■ DOCUMENT SEGMENT ■
# # #
The reason that such a committee is not much of a substitute—let us be direct about it—is, first, that Privy Counsellors come from a rather narrow sector of the community and can have little familiarity with the ways in which the Act will be likely to operate on a number of our fellow citizens, not to speak of those from other and far less fortunate parts of the world. Secondly, Privy Counsellors, by the nature of their position, will be appointed to the review body by whom?—by the Secretary of State. I do not regard that as the clear establishment of the independent judgment of the Privy Counsellors.

Finally, like many other noble Lords, I attended the debates held in another place. There I heard the honourable Member for Hampstead and Highgate complain about the intervention of an unelected House in this legislation. I have to say that what is required for the purposes of scrutiny and review is not only to be elected, but also to have an independent judgment and the commitment of one's own convictions. It is up to another place to find its voice, to express itself and to insist on its own standards of accountability from the executive to itself. It is in that context that 1 believe that the House of Commons' own reform depends on the willingness of the Members of that House to stand up and demand such reform.

Having made those points, let me conclude by saying that there is no reason of any final kind why Privy Counsellors should not be subject to the agreement of the two Chambers of Parliament in taking up this highly responsible role. It is clear that they should report to the two Chambers of Parliament. I hope that they will feel themselves to be accountable to the two Chambers of Parliament and not only to the Minister who appoints them.
# # #
■ WHAT TO WORK ON ■
From the speech above about Privy Counsellors, write out the passage between "Having made those" and "who appoints them.", inclusive.
# # #
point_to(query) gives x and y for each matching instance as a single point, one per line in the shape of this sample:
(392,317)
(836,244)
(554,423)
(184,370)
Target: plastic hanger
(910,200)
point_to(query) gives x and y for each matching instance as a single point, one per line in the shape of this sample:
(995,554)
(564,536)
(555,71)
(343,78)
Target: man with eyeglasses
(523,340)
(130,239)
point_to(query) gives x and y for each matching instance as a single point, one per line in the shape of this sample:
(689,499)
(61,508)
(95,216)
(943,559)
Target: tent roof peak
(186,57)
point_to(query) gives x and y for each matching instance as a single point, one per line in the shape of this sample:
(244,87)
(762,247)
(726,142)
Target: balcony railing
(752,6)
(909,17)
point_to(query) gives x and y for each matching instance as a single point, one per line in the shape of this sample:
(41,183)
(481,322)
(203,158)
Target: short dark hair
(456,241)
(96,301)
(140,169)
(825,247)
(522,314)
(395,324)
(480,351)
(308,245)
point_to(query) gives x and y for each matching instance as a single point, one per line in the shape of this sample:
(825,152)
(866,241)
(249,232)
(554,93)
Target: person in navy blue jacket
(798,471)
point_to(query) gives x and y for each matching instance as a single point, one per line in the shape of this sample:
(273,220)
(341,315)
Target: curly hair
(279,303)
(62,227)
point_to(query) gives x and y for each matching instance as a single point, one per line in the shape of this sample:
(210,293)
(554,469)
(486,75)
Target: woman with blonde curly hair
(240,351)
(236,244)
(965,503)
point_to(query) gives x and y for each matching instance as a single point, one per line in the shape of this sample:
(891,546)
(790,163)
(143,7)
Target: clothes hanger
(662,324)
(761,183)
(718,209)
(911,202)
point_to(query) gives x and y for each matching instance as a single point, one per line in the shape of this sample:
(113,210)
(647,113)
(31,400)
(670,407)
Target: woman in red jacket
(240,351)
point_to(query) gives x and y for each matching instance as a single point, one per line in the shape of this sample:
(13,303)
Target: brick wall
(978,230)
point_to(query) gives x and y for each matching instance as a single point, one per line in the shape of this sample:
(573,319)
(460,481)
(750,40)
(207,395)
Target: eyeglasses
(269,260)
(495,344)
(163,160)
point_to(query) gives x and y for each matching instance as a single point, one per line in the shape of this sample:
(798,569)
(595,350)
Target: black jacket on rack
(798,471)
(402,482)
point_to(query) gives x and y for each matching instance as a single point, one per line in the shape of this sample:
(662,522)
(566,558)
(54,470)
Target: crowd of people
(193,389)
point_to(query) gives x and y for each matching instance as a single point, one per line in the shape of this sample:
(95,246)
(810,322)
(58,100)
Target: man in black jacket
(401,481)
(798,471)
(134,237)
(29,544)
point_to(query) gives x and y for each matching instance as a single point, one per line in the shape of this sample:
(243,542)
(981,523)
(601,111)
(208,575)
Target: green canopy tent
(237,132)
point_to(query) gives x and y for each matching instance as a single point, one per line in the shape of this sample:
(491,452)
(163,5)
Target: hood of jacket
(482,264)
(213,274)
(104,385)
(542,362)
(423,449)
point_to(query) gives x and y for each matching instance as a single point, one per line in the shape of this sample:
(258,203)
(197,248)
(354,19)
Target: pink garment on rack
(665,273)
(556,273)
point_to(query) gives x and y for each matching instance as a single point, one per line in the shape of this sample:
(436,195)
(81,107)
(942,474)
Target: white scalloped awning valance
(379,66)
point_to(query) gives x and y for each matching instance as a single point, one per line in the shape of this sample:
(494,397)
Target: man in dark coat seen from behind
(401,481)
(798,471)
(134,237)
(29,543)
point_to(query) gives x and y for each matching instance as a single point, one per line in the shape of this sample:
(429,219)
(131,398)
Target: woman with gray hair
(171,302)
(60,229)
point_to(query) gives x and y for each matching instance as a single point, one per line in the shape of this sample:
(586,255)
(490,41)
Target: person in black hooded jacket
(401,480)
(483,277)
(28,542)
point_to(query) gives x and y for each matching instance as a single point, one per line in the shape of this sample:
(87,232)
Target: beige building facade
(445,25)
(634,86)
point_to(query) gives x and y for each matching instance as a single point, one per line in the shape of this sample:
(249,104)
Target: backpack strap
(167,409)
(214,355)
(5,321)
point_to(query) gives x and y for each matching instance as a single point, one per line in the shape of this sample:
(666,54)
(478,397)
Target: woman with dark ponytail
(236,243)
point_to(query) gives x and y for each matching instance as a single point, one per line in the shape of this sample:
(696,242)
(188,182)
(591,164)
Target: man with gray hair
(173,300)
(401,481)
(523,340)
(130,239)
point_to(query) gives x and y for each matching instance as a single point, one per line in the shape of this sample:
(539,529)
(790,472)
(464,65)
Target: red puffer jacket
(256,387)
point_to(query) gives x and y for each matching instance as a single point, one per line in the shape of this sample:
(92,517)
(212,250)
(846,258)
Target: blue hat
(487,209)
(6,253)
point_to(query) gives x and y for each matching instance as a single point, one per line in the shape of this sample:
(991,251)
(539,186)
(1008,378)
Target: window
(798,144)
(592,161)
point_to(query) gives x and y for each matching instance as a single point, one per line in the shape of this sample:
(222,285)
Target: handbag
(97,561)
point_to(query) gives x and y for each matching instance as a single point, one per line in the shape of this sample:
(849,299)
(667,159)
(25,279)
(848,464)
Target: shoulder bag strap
# # #
■ EXERCISE OUTPUT ■
Having made those points, let me conclude by saying that there is no reason of any final kind why Privy Counsellors should not be subject to the agreement of the two Chambers of Parliament in taking up this highly responsible role. It is clear that they should report to the two Chambers of Parliament. I hope that they will feel themselves to be accountable to the two Chambers of Parliament and not only to the Minister who appoints them.